Images are to be dropped, and the rest of the data reproduced exactly.

::::

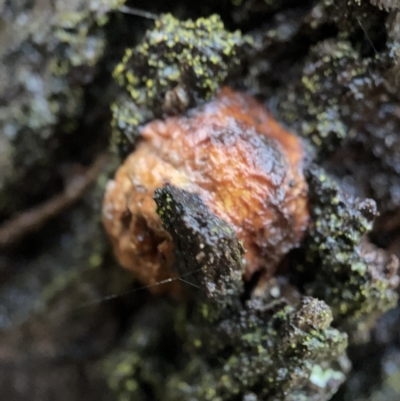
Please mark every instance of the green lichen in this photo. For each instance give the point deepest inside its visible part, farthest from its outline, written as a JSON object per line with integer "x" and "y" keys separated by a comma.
{"x": 178, "y": 64}
{"x": 332, "y": 73}
{"x": 340, "y": 266}
{"x": 206, "y": 245}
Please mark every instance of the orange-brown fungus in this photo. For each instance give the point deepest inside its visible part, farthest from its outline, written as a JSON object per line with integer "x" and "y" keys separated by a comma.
{"x": 246, "y": 168}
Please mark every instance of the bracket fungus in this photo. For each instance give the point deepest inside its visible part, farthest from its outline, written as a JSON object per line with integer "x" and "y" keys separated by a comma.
{"x": 246, "y": 169}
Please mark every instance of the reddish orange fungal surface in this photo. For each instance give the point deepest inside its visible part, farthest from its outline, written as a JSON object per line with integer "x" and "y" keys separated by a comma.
{"x": 244, "y": 165}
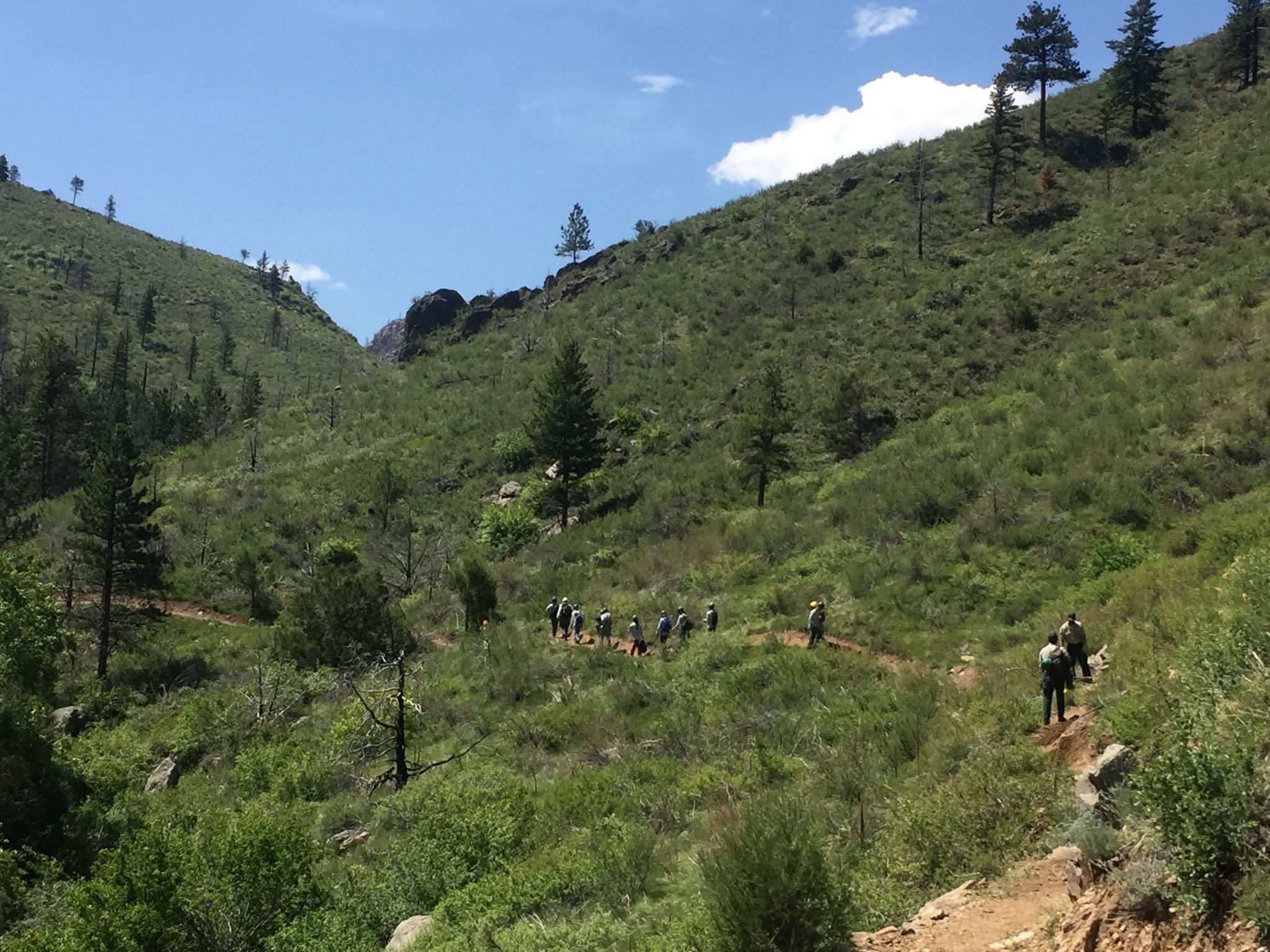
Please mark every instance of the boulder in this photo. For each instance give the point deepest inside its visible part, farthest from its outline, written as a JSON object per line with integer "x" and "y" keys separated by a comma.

::::

- _Output of the task_
Please mark every instance of the green lichen in this photo. For each instance give the point deepest inside its visible part, farthest from its outline, written as a JSON object per line with integer "x" and "y" keys separated by a comma.
{"x": 178, "y": 64}
{"x": 332, "y": 73}
{"x": 340, "y": 266}
{"x": 206, "y": 245}
Please mark every instance of the orange-brown fungus in this photo. For each instance give the point deepest inside its visible part, farthest from its outline, written as a JSON object per line with integer "x" and "y" keys separated by a comma.
{"x": 246, "y": 168}
Please mark every instance of the bracket fungus in this photo. For each instance give the point deepest inside its visible part, farthest from its outline, written as a JSON object per line with integer "x" and "y" keys separated by a comma.
{"x": 246, "y": 169}
Please mark every instance of the reddish orange fungal surface in this photo. For each instance give the point deepest inside its visible part, farthest from its outline, written as a JSON object per line with integer "x" and "y" keys separated by a comma.
{"x": 244, "y": 165}
Please mark every instance of the boulder in this photo. For each instance give the point deepest inside its visible part, farthest from its outline, written as a JSON object per line with integer "x" and "y" keys separated by a comma.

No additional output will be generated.